[ИСХОДНЫЙ ОТРЫВОК]
------------------------
В составе Временного правительства у меня были друзья — личные и политические, — были случайные знакомые, были, наконец, люди, с которыми я встретился впервые. К первым я относил: Милюкова, Шингарева, Некрасова, Мануйлова, отчасти князя Львова. Ко вторым — Керенского, Гучкова, Терещенко. К третьим — Коновалова, В. Н. Львова, И. В. Годнева.
Из второй группы лучше других я знал М. И. Терещенко, причем, однако, это знакомство было чисто светское. Я сохранил о нем представление как о блестящем молодом человеке, очень приятном в обращении, меломане и театрале, чиновнике особых поручений при Теляковском[48]. Скачок к министру финансов Временного правительства был, конечно, очень велик, и мне трудно было сочетать новую роль Терещенко со старым моим представлением о нем. Но вместе с тем у меня не было никаких оснований ожидать от него какого-либо иного отношения, кроме полного дружелюбия. Гучкова я знал со времени общеземских съездов 1905 года. Он сразу отнесся ко мне с полным доверием и предупредительностью. То же самое приходится мне сказать и о трех лицах третьей группы. Для меня нет сомнений, что, не будь в составе правительства Керенского, я бы чувствовал себя в среде Временного правительства совершенно свободно, не обрек бы себя на молчание, на ту роль пассивного слушателя и свидетеля, которая, в конце концов, стала для меня совершенно невыносимой.
В связи с этим мне хотелось бы здесь свести мои впечатления, как о Керенском, так и о других. Я не собираюсь давать им исчерпывающую характеристику: для этого у меня, прежде всего, нет достаточно материала. Но как-никак я встречался со всеми этими людьми ежедневно в течение двух месяцев; я видел их в очень важные и ответственные минуты, я мог пристально наблюдать их, а потому, полагаю, даже и отрывочные мои впечатления не лишены некоторого интереса и могут со временем, когда эти мои заметки, в том или другом виде, будут использованы, войти в общую массу исторических материалов о русской революции 1917 года и ее деятелях.
A tout seigneur tout honneur[49]. Начну с Керенского.
------------------------
[ИСХОДНЫЕ ДАННЫЕ]

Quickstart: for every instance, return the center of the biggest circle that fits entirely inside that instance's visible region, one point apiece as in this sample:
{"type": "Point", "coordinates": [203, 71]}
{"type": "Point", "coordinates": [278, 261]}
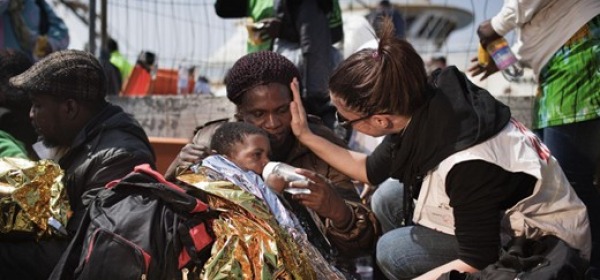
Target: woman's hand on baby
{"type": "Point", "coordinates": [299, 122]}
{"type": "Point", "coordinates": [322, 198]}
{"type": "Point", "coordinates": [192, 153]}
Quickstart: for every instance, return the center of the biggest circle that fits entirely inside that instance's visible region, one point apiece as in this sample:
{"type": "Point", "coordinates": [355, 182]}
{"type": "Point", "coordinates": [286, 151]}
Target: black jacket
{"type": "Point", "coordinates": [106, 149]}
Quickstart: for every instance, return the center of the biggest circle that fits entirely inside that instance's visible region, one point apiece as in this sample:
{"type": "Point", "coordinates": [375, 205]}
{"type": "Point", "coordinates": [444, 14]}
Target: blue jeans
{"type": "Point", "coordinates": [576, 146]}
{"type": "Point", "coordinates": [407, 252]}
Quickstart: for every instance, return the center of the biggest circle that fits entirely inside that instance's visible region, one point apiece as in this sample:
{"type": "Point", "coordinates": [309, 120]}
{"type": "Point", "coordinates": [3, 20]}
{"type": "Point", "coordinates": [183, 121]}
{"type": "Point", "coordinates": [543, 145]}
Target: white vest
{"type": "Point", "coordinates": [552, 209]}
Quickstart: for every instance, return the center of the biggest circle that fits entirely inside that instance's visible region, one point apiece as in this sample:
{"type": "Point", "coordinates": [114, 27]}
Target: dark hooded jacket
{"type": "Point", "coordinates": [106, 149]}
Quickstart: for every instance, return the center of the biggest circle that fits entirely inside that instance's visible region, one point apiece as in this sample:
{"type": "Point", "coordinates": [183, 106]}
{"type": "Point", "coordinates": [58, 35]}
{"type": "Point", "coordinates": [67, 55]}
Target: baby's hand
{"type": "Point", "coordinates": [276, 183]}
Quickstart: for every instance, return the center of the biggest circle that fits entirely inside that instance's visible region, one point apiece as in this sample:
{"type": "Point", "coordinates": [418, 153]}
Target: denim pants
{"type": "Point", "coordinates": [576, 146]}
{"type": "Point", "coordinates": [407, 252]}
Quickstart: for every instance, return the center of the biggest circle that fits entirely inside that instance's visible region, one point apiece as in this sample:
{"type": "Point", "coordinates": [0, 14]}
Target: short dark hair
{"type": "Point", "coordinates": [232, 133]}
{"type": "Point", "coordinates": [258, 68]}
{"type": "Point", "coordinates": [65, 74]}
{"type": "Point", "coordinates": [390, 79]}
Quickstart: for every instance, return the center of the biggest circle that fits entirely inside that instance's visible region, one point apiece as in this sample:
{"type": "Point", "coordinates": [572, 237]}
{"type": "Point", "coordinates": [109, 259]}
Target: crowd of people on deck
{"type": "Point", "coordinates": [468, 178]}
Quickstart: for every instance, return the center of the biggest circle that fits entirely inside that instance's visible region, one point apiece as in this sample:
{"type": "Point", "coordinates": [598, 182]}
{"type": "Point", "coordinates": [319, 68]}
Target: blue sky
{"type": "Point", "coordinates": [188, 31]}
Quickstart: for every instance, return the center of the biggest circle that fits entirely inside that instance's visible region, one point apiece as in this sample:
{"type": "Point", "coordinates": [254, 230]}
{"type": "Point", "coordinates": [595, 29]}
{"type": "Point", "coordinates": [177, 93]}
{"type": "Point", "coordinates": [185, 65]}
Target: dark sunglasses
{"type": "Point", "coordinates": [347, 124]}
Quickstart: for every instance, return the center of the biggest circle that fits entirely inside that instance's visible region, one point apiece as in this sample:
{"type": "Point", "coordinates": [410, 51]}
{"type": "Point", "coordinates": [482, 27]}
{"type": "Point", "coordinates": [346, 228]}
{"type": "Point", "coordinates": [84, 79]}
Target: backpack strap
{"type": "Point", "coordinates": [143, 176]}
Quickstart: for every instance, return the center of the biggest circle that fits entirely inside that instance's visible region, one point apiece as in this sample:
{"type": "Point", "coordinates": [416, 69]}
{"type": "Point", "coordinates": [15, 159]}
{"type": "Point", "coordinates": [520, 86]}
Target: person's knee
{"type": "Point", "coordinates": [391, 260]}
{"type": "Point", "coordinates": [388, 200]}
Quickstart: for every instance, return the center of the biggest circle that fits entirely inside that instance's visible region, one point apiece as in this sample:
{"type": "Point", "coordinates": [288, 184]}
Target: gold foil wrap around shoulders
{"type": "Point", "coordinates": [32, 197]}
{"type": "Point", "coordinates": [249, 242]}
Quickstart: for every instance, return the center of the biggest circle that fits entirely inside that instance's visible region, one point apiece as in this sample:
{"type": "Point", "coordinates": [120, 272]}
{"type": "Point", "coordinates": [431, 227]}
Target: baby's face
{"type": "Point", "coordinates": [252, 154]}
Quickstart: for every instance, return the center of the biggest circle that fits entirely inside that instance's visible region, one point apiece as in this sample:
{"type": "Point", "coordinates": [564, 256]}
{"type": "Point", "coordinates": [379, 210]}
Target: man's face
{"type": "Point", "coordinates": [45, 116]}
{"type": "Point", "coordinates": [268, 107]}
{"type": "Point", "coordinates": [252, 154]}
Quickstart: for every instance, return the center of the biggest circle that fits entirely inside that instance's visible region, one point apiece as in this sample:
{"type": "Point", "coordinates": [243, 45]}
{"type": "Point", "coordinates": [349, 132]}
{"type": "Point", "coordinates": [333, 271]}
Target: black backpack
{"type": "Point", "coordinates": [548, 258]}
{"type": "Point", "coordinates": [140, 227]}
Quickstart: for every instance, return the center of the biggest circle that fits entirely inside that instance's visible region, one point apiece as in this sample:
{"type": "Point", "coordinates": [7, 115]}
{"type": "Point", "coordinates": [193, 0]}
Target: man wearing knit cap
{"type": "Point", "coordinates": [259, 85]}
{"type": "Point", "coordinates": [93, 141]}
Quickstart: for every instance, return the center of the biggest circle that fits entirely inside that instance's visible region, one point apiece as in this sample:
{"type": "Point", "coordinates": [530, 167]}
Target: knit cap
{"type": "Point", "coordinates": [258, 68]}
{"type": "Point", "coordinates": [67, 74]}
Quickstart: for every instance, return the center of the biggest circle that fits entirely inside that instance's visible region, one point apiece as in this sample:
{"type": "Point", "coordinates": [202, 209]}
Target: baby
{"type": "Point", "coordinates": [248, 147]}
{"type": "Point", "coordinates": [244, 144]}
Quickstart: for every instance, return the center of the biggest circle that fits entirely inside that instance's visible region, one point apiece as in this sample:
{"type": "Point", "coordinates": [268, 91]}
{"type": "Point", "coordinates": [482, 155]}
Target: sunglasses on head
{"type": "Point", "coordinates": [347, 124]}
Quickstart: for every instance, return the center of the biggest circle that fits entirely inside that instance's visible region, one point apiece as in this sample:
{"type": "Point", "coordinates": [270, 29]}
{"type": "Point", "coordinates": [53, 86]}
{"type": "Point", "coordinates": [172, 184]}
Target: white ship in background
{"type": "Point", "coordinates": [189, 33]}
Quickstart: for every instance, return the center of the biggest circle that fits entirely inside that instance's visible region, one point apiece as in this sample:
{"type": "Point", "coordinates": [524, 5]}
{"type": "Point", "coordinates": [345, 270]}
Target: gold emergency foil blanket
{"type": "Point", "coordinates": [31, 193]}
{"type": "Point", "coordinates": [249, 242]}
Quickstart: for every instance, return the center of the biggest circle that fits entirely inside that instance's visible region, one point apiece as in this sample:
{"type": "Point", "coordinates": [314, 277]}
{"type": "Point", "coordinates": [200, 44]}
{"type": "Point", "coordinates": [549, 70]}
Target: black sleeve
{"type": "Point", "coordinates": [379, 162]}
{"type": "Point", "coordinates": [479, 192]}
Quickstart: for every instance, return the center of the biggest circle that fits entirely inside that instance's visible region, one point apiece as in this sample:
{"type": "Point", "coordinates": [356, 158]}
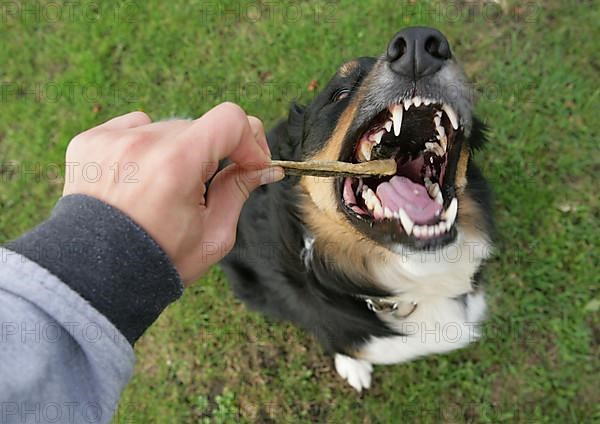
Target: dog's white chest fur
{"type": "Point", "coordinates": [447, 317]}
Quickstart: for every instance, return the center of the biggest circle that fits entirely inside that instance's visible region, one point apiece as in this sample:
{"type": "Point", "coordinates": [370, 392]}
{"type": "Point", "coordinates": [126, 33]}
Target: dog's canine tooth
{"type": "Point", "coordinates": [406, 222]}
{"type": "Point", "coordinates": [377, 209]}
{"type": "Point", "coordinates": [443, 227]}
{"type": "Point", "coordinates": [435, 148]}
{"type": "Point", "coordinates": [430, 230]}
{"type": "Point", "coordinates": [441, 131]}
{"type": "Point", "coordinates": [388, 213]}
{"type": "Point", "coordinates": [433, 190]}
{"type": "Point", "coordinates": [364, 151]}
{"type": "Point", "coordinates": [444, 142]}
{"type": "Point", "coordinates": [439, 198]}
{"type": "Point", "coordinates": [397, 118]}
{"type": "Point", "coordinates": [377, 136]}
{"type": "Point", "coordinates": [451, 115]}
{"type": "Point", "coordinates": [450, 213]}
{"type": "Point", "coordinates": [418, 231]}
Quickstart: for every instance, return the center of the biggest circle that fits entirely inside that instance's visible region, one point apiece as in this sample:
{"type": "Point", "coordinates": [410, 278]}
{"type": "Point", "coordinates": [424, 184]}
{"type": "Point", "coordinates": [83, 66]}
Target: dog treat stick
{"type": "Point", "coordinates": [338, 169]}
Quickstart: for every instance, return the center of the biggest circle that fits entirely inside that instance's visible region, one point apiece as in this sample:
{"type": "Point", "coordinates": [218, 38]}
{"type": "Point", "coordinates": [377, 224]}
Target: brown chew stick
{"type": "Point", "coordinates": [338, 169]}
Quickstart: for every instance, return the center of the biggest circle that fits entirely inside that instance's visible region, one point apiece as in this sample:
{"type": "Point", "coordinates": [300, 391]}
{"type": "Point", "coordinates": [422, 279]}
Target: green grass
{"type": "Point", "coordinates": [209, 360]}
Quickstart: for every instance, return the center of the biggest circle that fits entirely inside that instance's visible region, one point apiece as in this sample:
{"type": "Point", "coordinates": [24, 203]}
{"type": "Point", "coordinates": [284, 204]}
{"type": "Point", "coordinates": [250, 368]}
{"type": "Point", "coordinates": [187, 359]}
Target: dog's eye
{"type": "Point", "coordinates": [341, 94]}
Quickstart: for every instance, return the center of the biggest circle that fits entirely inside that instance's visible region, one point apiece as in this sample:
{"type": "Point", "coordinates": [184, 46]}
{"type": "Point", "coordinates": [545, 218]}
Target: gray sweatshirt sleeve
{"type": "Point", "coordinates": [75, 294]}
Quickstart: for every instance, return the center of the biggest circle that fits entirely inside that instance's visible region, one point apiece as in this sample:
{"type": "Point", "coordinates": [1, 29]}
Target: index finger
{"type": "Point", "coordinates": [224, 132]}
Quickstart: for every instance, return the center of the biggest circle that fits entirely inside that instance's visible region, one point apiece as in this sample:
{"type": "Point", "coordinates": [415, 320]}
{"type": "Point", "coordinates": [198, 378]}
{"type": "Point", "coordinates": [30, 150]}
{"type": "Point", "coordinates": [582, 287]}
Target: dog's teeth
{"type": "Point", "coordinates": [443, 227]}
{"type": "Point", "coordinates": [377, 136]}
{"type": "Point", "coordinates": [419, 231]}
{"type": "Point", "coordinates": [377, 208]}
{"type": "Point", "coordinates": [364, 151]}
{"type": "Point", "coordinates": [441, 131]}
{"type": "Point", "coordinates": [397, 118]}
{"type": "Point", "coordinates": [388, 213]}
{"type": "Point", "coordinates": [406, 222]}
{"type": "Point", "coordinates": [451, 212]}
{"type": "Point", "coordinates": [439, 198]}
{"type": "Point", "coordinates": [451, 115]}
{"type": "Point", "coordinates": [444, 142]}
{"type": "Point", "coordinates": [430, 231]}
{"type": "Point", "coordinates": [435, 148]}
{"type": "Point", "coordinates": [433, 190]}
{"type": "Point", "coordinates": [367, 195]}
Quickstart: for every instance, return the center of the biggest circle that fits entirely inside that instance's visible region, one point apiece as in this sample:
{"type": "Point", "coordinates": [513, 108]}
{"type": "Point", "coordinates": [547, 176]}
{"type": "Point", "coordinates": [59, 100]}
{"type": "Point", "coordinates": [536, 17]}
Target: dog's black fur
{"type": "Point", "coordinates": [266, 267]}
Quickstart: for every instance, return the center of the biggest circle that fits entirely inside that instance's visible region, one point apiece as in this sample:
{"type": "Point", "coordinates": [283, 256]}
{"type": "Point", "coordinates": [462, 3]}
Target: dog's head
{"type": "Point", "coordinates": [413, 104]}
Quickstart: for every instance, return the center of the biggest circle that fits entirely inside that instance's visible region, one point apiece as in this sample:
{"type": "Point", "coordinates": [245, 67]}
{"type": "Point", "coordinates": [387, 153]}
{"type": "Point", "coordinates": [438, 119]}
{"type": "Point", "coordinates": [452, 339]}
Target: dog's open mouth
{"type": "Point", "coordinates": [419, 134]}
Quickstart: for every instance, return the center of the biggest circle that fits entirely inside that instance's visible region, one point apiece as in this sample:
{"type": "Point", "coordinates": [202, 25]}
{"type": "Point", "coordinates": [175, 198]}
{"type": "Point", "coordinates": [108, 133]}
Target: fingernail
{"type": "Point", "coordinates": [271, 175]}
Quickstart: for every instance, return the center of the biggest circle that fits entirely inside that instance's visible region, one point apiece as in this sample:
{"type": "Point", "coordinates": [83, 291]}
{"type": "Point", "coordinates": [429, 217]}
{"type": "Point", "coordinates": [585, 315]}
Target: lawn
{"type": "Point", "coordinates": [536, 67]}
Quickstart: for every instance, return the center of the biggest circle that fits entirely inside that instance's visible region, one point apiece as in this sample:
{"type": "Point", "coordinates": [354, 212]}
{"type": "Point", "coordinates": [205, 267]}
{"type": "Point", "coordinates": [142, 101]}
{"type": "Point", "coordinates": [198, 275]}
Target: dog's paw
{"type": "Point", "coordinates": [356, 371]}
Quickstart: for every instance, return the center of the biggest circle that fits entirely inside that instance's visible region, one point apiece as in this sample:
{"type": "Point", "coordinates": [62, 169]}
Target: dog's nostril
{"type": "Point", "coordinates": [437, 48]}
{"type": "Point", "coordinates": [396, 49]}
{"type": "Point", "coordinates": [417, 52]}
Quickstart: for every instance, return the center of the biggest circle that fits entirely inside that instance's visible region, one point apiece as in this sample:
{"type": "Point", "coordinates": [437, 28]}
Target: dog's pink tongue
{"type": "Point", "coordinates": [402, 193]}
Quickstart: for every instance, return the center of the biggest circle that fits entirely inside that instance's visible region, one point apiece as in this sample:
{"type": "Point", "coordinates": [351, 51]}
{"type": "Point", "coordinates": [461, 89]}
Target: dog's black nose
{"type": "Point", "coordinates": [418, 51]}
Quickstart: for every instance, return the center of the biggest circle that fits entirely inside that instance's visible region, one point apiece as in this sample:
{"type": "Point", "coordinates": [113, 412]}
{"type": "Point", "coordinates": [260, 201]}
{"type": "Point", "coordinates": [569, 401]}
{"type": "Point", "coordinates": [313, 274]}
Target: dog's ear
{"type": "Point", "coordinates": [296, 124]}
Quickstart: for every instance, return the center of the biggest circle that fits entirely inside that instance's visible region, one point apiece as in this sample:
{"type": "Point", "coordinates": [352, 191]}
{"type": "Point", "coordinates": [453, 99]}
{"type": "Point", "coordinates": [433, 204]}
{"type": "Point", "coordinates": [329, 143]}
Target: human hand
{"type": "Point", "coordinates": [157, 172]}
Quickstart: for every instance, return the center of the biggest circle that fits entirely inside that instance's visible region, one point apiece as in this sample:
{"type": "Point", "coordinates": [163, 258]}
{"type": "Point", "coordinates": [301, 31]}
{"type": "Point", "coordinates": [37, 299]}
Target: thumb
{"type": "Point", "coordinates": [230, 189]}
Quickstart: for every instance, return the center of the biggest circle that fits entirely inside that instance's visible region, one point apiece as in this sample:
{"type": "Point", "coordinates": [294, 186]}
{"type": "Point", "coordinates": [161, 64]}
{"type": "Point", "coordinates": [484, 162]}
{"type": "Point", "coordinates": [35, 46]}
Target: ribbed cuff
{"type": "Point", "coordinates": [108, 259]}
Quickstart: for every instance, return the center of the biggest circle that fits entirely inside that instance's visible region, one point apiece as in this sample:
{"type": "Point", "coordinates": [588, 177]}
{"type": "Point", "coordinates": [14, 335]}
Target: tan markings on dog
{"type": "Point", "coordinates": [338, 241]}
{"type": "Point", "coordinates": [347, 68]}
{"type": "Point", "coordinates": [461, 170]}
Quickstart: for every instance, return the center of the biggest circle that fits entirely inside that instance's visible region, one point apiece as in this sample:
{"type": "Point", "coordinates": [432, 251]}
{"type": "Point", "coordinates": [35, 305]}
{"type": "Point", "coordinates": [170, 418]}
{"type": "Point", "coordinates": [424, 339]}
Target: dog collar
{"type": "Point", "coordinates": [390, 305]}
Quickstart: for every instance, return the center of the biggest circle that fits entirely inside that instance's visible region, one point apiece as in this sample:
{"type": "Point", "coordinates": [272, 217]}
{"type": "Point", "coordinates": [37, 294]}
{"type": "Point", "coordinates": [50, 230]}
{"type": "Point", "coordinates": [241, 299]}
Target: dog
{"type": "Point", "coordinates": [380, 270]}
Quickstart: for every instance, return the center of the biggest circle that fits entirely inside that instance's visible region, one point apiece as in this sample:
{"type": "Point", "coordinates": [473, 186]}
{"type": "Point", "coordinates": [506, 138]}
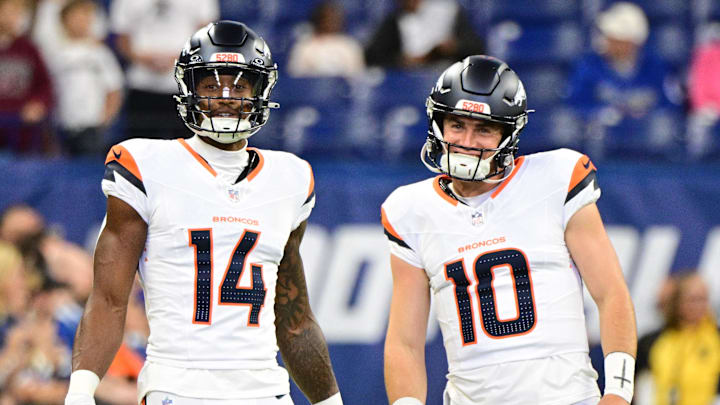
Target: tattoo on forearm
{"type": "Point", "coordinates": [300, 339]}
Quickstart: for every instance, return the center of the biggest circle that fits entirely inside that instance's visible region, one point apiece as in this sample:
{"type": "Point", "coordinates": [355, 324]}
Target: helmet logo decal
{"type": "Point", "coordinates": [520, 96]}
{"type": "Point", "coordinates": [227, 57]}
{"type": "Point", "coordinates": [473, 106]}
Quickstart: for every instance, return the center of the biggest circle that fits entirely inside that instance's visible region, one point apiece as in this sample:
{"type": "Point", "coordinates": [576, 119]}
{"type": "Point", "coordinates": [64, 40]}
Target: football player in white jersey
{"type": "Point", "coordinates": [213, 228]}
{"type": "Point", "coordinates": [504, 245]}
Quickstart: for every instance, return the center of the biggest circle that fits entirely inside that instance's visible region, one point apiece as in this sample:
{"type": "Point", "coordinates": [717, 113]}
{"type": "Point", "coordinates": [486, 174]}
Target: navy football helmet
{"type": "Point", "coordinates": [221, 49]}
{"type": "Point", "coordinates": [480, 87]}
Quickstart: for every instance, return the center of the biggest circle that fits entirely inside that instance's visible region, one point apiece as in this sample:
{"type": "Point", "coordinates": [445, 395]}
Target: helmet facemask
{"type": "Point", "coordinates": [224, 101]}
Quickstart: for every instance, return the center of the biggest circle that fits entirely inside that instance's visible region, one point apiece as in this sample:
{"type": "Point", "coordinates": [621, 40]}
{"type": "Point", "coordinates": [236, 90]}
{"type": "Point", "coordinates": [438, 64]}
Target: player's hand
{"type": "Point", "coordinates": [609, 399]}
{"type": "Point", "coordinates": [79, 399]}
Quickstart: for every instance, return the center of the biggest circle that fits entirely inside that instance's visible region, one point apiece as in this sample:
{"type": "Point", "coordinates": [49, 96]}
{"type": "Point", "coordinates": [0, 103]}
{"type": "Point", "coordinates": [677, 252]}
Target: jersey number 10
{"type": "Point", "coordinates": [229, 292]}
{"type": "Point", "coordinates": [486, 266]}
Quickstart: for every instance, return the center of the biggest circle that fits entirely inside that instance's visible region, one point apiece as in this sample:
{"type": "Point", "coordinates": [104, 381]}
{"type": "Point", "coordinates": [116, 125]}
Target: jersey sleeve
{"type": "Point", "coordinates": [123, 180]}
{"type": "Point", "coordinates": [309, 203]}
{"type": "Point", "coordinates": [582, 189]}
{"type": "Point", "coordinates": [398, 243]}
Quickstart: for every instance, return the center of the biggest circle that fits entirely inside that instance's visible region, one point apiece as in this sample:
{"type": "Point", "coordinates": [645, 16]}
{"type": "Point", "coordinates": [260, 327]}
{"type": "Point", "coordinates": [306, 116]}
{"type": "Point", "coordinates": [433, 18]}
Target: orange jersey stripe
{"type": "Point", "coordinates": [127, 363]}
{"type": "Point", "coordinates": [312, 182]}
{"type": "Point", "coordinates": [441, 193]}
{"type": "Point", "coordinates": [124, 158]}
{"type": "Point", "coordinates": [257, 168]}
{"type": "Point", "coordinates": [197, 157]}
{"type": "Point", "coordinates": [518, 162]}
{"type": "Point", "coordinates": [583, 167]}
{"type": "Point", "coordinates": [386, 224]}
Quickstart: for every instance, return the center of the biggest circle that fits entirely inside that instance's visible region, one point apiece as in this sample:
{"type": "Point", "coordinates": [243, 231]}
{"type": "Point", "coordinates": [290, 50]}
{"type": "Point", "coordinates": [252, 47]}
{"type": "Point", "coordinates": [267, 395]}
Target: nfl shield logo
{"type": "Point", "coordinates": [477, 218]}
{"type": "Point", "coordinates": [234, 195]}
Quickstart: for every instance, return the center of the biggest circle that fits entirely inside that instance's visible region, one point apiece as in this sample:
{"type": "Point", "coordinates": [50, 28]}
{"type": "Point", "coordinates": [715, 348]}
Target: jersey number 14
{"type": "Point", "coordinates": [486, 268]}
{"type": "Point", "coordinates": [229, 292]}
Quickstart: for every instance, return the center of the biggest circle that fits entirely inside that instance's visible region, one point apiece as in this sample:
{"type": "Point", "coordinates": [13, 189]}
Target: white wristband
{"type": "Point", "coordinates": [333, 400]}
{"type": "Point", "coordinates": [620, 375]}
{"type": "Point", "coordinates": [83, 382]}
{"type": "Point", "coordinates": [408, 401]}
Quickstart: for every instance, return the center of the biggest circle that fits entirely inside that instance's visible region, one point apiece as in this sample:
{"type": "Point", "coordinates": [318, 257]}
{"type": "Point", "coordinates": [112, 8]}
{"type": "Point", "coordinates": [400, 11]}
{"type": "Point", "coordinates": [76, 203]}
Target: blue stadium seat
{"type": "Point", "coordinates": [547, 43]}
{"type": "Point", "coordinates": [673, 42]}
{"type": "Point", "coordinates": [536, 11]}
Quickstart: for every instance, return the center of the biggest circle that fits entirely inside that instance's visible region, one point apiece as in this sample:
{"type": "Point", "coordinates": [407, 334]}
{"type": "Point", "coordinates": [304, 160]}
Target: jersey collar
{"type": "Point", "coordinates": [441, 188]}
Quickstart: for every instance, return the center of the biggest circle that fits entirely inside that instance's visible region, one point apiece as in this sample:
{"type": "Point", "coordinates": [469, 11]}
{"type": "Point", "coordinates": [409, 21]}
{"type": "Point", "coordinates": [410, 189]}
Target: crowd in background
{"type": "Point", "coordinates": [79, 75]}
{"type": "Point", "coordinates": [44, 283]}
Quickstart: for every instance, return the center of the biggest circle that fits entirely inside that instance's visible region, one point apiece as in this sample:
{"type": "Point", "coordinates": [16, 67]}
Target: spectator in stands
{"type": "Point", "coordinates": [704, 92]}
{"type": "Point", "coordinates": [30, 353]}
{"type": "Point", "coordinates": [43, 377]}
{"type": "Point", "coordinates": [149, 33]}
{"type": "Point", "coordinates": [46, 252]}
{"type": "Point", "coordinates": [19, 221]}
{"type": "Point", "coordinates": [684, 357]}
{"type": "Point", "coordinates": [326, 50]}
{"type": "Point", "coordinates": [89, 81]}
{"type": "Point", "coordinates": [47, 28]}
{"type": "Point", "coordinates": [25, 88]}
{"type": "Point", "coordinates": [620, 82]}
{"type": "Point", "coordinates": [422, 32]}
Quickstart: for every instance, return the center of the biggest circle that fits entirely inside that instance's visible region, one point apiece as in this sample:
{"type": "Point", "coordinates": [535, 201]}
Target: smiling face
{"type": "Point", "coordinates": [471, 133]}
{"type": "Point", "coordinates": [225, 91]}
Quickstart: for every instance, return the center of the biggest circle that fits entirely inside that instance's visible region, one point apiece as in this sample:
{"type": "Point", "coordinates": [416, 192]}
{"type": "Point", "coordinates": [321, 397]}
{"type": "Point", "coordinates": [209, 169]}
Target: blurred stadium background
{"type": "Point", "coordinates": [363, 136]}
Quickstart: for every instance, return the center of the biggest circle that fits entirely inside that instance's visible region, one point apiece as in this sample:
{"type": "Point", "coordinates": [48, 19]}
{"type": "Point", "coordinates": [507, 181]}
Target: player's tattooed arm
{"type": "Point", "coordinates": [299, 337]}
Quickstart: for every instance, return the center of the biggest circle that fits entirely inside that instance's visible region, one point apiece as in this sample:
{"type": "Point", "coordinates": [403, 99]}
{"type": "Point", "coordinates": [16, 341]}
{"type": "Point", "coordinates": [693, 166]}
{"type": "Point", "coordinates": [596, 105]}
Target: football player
------------------------
[ВОПРОСЫ И ЗАДАНИЯ]
1. Ответьте по отрывку о Временном правительстве:
(a) Кем был М. И. Терещенко при Теляковском?
(b) Со времени каких событий длилось знакомство с Гучковым?
(c) Сколько времени продолжались ежедневные встречи со всеми этими людьми?
2. Перепишите из отрывка о Временном правительстве без изменений фрагмент от «В связи с этим» до «и ее деятелях.».
Записи здесь никакой роли не играют.

[ОТВЕТЫ К ЗАДАНИЯМ]
1.
(a) Чиновником особых поручений.
(b) Со времени общеземских съездов 1905 года.
(c) Два месяца.

2.
В связи с этим мне хотелось бы здесь свести мои впечатления, как о Керенском, так и о других. Я не собираюсь давать им исчерпывающую характеристику: для этого у меня, прежде всего, нет достаточно материала. Но как-никак я встречался со всеми этими людьми ежедневно в течение двух месяцев; я видел их в очень важные и ответственные минуты, я мог пристально наблюдать их, а потому, полагаю, даже и отрывочные мои впечатления не лишены некоторого интереса и могут со временем, когда эти мои заметки, в том или другом виде, будут использованы, войти в общую массу исторических материалов о русской революции 1917 года и ее деятелях.